**Records provided**
════════
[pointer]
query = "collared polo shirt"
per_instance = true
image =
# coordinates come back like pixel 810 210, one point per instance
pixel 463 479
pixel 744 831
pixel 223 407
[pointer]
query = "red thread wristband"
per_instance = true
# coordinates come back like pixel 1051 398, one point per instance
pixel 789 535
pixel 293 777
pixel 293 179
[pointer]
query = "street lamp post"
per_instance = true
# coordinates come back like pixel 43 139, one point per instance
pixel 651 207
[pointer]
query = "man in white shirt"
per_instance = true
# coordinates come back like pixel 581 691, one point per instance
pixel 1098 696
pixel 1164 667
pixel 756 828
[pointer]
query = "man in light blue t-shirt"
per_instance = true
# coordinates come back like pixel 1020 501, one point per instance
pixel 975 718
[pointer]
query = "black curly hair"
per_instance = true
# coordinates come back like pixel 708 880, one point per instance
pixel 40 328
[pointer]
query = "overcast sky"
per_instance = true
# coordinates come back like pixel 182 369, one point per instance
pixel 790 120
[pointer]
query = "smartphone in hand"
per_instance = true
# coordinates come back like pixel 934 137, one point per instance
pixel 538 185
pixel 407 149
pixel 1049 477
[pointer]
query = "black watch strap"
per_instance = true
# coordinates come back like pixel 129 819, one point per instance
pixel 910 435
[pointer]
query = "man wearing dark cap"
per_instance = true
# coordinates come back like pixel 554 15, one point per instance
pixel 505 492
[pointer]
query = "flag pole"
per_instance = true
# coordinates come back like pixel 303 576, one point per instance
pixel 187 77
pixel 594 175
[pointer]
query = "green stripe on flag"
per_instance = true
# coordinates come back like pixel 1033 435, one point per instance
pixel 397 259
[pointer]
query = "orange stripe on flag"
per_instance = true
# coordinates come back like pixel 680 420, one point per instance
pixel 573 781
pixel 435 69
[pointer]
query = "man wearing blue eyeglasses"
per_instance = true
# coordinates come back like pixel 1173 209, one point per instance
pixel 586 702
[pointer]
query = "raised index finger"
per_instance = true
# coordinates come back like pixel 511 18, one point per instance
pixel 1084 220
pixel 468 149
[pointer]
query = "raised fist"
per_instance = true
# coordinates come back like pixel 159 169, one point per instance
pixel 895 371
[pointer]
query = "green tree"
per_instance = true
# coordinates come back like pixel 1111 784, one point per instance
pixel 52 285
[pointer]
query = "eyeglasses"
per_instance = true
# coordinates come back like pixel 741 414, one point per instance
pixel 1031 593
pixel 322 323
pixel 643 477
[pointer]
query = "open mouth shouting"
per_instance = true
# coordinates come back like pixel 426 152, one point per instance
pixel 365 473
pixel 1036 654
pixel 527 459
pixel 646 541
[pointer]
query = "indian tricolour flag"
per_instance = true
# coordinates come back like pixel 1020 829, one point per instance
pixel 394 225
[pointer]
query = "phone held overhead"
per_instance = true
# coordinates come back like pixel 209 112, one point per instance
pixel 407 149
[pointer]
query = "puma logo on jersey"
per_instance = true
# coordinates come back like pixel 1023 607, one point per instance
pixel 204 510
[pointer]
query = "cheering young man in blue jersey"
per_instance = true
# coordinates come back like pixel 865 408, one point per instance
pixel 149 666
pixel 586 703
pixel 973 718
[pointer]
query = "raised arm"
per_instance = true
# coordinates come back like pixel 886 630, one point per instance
════════
**Problem requirements**
Transcribe all records exactly as written.

**Answer to this exercise**
[pointer]
query = "collared polo shirt"
per_instance = true
image =
# coordinates come back like pixel 810 210, one point per instance
pixel 463 479
pixel 744 831
pixel 223 407
[pointer]
query = "red thread wristband"
per_instance = true
# coordinates come back like pixel 1051 398, one point per instance
pixel 789 535
pixel 293 777
pixel 293 179
[pointer]
query = "street lamp post"
per_instance = true
# coordinates come back like pixel 43 139, one point per instance
pixel 651 207
[pointer]
query = "man in white shirt"
per_instance = true
# coordinates come back like pixel 581 691, one point per instance
pixel 1098 696
pixel 1164 667
pixel 756 828
[pointer]
query = "man in light blue t-shirt"
per_instance = true
# coordinates come back like pixel 1020 501, one point per instance
pixel 975 718
[pointer]
query = "black curly hair"
per_instance = true
# coordinates come back like pixel 708 880, one point per instance
pixel 40 328
[pointer]
query = "overcast sky"
per_instance = true
# coordinates come back like pixel 182 369, one point per instance
pixel 790 120
[pointer]
query = "smartphone in hand"
per_instance = true
# coordinates come back like pixel 934 137, one point per instance
pixel 538 185
pixel 407 149
pixel 1049 477
[pointer]
query = "black watch strap"
per_instance = true
# coordinates come back like pixel 129 819, one point per instance
pixel 910 435
[pointer]
query = "man wearing dark cap"
per_instance = true
# coordinates come back like pixel 554 15, one point per instance
pixel 505 492
[pointer]
query = "flag pole"
per_instance = true
# coordinates come back like pixel 303 576, one point per instance
pixel 187 77
pixel 594 175
[pointer]
query = "green stripe on flag"
per_instance = true
# coordinates come back like pixel 1033 435, one point per instance
pixel 397 259
[pointer]
query = "orange stripe on flag"
per_instance = true
# coordinates come back like pixel 680 420, one point per instance
pixel 573 781
pixel 435 69
[pointer]
query = "man wearing blue eyeglasses"
per_instance = true
# coordinates come back like pixel 1173 209, one point per instance
pixel 586 702
[pointer]
query = "raised index finger"
per_instance = true
# coordinates come back like pixel 511 18, one point per instance
pixel 1084 220
pixel 468 149
[pointer]
query = "raised fist"
per_instance = true
# coordinates come back like pixel 159 169, one point per instance
pixel 895 371
[pointer]
query = "green tree"
per_instance = true
# coordinates come back like pixel 1111 784, one point per instance
pixel 52 285
[pointer]
query = "eyeglasses"
per_instance = true
# coordinates come back like pixel 741 414, one point per instance
pixel 1031 593
pixel 322 323
pixel 643 477
[pointer]
query = "open mouth shouting"
per_instance = true
# coordinates come back like pixel 426 152, one point per instance
pixel 365 473
pixel 1036 654
pixel 527 459
pixel 646 541
[pointer]
query = "indian tricolour flag"
per_instance = true
# coordinates come back like pixel 1020 829, one point per instance
pixel 394 225
[pointer]
query = "phone held overhead"
per_instance = true
# coordinates come back like pixel 209 112, one point per instance
pixel 407 149
[pointer]
query = "puma logo on jersey"
per_instance = true
# coordinates come back like pixel 1023 607, one point per instance
pixel 204 510
[pointer]
query = "cheering young man in blue jersey"
per_instance = true
# coordinates come back like pixel 865 408, one point per instance
pixel 149 666
pixel 586 703
pixel 973 718
[pointer]
query = "raised arm"
per_instance = true
# coordinates come back like pixel 886 630, one point per instance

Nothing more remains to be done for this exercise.